- Énoncé A: Dans le passage sur Gaston Couté, quel poème est proposé pour commencer l'année ?
**** Passage affiché
2011, l’année Gaston Couté
Voici donc 2011, sans doute semblable à la précédente quant aux probables catastrophes climatiques et sociales que seul l’ultra-libéralisme sait aussi bien mettre en scène. Nous la vivrons avec agacement dans l’attente de 2012 et de ses urnes fiévreuses. Au chapitre des coups tordus à venir, il nous faudra d’abord supporter un nouvel album de Carla Bruni, forcément magnifique, qui à lui seul résoudra la crise du disque. Le reste de la chanson – la vraie – vivra sa vie underground bien à l’abri des médias. NosEnchanteurs s’en fera fidèlement l’écho.
2011 est, le savez-vous, l’année du centenaire de la mort du poète paysan et anarchiste Gaston Couté, un de la Beauce qui s’en est allé vivre sa vie d’artiste dans les bouges parisiens, un qui n’a cependant pas connu la Star Ac’ et n’aurait sans doute pas été invité par Drucker ni par Nagui si Sainte-télé était alors née. Pour débuter l’année, voici un poème de Couté, La Complainte des trois roses (merveilleusement musiqué par l’ami Gérard Pierron). Quitte à le célébrer, fasse que Gaston Couté soit souvent là cette année et, par lui, un peu de ce bon sens qui lui fut quotidien : ça ferait du bien.
********
**** Données fournies
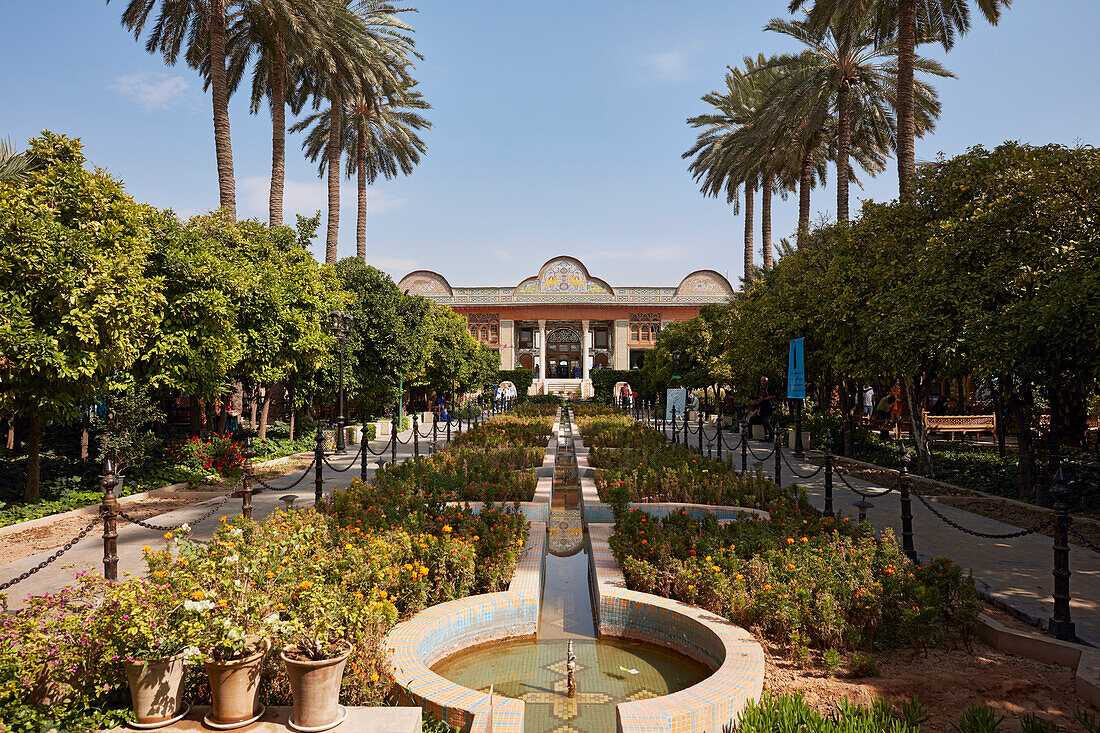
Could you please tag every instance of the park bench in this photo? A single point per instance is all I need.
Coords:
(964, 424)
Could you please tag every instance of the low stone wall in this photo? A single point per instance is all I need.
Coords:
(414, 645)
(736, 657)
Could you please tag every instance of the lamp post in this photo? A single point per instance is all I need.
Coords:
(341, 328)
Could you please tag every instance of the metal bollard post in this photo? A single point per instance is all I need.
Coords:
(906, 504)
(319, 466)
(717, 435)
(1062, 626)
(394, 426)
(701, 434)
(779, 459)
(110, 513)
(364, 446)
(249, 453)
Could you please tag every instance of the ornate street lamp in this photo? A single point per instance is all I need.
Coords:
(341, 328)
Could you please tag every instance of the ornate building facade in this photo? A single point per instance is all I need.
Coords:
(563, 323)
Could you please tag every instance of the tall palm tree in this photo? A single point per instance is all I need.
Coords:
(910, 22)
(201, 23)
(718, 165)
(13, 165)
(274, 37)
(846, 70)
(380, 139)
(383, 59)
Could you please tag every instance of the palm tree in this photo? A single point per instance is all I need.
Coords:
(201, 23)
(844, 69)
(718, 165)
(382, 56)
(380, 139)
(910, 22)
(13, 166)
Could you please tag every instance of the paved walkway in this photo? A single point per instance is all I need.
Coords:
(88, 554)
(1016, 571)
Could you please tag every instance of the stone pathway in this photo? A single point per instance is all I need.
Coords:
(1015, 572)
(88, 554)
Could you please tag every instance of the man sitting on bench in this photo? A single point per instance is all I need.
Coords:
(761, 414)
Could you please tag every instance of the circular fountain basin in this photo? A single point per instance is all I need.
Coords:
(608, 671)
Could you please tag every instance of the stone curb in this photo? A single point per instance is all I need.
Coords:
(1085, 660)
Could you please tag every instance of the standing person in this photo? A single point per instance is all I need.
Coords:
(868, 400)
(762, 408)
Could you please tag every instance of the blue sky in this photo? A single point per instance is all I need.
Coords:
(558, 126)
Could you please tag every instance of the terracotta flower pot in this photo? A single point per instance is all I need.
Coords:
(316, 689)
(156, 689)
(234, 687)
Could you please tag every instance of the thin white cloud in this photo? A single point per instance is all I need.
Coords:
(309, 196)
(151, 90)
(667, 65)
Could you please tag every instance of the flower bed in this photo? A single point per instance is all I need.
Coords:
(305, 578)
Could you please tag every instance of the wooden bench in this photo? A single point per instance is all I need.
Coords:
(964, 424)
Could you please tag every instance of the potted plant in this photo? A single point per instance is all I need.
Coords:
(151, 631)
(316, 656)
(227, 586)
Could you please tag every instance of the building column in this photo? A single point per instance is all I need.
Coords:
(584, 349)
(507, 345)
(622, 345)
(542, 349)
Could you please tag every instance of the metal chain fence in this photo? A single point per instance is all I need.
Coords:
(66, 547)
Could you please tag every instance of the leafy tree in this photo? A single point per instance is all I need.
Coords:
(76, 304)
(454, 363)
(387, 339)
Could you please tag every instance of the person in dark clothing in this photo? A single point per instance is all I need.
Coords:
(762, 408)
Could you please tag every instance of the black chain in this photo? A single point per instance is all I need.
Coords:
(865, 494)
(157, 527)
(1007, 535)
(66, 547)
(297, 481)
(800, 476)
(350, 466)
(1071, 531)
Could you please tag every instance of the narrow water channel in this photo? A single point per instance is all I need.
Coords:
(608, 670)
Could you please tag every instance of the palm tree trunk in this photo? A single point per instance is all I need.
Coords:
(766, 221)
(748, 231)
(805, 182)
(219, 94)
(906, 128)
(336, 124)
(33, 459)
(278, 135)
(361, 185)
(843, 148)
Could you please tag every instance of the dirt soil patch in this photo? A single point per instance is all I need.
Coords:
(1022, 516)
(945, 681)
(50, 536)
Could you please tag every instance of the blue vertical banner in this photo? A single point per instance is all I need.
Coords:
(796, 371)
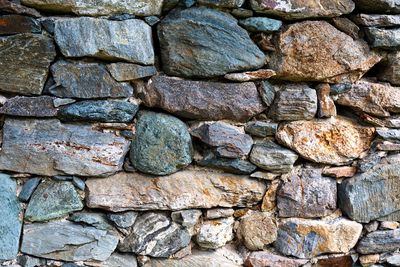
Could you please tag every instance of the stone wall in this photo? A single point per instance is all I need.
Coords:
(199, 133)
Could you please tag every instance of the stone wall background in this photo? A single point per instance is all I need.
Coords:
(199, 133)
********
- Énoncé B: Recopiez à l'identique les lignes de la liste, de son tout début jusqu'à la ligne contenant "(1016, 571)", celle-ci comprise. Omettez les images.

- Corrigé A: La Complainte des trois roses.

- Corrigé B:
Could you please tag every instance of the park bench in this photo? A single point per instance is all I need.
Coords:
(964, 424)
Could you please tag every instance of the low stone wall in this photo? A single point per instance is all I need.
Coords:
(414, 645)
(736, 657)
Could you please tag every instance of the lamp post in this photo? A single point per instance is all I need.
Coords:
(341, 328)
Could you please tag every instance of the metal bollard post in this photo? A single point per instance is all I need.
Coords:
(906, 504)
(319, 466)
(717, 435)
(1062, 626)
(394, 426)
(701, 434)
(779, 459)
(110, 513)
(364, 446)
(249, 453)
Could you please tag every instance of the ornate street lamp in this photo? A single point per instance is all I need.
Coords:
(341, 328)
Could you please tag every instance of the ornate building facade in this photo? A single point per instance is all I need.
Coords:
(563, 323)
Could you please tag every instance of the tall palm tree in this photo? A single point per instance is all I need.
Coords:
(910, 22)
(201, 23)
(718, 165)
(13, 165)
(274, 37)
(846, 70)
(380, 139)
(383, 59)
Could you please tag every instance of the palm tree in this photo? A single point per instance is all I need.
Coords:
(201, 23)
(844, 69)
(718, 165)
(382, 56)
(380, 139)
(910, 22)
(13, 166)
Could you please tag every instance of the paved walkway in this photo? A single point per instance is all I need.
Coords:
(88, 554)
(1016, 571)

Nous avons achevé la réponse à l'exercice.